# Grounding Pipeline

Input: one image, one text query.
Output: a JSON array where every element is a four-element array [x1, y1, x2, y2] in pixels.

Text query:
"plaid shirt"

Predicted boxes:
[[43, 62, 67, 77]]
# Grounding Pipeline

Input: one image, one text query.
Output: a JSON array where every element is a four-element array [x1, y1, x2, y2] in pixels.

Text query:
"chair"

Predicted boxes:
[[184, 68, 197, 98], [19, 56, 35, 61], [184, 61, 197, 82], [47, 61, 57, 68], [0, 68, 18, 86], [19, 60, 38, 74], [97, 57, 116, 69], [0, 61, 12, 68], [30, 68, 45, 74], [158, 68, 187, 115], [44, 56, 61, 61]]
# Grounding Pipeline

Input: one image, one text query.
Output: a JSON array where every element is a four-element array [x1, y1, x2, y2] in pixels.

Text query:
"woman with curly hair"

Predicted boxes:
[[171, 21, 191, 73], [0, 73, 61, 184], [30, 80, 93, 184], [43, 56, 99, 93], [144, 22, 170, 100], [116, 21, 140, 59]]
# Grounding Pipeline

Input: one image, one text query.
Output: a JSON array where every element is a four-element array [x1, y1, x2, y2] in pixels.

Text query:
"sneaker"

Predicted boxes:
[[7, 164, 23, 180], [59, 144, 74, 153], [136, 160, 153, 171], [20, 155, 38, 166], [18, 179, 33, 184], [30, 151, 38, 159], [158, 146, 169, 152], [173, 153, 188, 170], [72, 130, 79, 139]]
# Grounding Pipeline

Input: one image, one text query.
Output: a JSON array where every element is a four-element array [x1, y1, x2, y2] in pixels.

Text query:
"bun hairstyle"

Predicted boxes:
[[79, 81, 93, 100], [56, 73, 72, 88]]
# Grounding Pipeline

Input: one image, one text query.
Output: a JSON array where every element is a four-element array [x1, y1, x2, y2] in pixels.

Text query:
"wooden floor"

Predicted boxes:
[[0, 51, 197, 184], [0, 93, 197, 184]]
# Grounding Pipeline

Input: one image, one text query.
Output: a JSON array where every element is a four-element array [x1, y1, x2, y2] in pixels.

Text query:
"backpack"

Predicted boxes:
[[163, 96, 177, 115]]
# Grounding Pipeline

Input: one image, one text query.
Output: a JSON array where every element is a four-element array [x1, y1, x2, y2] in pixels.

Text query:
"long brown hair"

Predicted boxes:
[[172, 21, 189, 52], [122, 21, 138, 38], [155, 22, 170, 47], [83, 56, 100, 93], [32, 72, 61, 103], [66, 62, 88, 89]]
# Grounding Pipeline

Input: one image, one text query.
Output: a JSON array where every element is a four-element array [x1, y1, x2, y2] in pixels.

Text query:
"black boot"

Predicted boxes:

------------------------------

> Given task
Reproduce the listing above with every "Predicted boxes" swapped for "Detected regions", keeping everything else the same.

> Completed exercise
# Grounding Pipeline

Input: one image, one text query.
Output: a JSON array where every element is a four-element array [x1, y1, x2, y2] in pixels.

Text query:
"plaid shirt"

Detected regions:
[[43, 62, 67, 77]]
# Grounding Pipeline

Input: one image, one text query.
Output: a JSON array where every element is a four-element array [x1, y1, x2, y2] in pixels.

Text query:
"chair"

Detected regions:
[[184, 68, 197, 98], [19, 56, 35, 61], [184, 61, 197, 82], [47, 61, 57, 68], [0, 68, 18, 86], [19, 60, 38, 74], [97, 57, 116, 69], [0, 61, 12, 68], [30, 68, 45, 74], [158, 68, 187, 115], [44, 56, 61, 61]]
# Grounding Pipeline

Input: one image, one text query.
Output: a JSON array where every element is a four-element array [x1, y1, x2, y2] in pixels.

Text query:
"woman with curly hair"

Detected regions:
[[171, 21, 191, 73], [0, 73, 61, 184], [30, 80, 93, 184], [43, 56, 99, 93], [144, 22, 170, 100], [116, 21, 140, 59]]
# Grounding Pipeline

Input: one image, one text query.
Output: a JSON array where every element is a four-element array [x1, y1, x2, y2] in pixels.

Text query:
"sneaker"

Detected regions:
[[7, 164, 23, 180], [59, 144, 74, 153], [136, 160, 153, 171], [20, 155, 38, 166], [18, 179, 33, 184], [30, 151, 38, 159], [158, 146, 169, 152], [173, 153, 188, 170], [72, 130, 79, 139]]
# Grounding Pipeline

Input: one image, one text query.
Output: a JSON array where every element is a four-element array [x1, y1, x2, y2] in pixels.

Text query:
"bun hairstyle"

Detected regions:
[[79, 81, 93, 100], [56, 73, 72, 88]]
# Grounding Pipeline

Input: one image, one text query.
Output: a JSON array where every element is a four-element array [x1, y1, x2, y2] in pixels.

Text query:
"wooden floor"

Detected regions:
[[0, 51, 197, 184], [0, 93, 197, 184]]
# Grounding Pipeline

Input: one image, one text query.
Output: a JSON array where every element is a four-element array [x1, y1, x2, y2] in pixels.

Text query:
"backpack"

Detected regions:
[[163, 96, 177, 115]]
# Grounding Pipeline

Input: one image, one text query.
Output: a JSON array where every element is a four-element array [x1, y1, x2, y2] in pixels.

Text query:
"long brown hair"

Detected regions:
[[172, 21, 189, 52], [122, 21, 138, 38], [155, 22, 170, 47], [83, 56, 100, 93], [32, 72, 61, 103], [66, 62, 88, 89]]
# Grounding Pipeline

Input: one image, one text query.
Output: a JSON array where every element is a four-element array [x1, y1, x2, y2] in pixels.

Text query:
"black boot"

Detected regions:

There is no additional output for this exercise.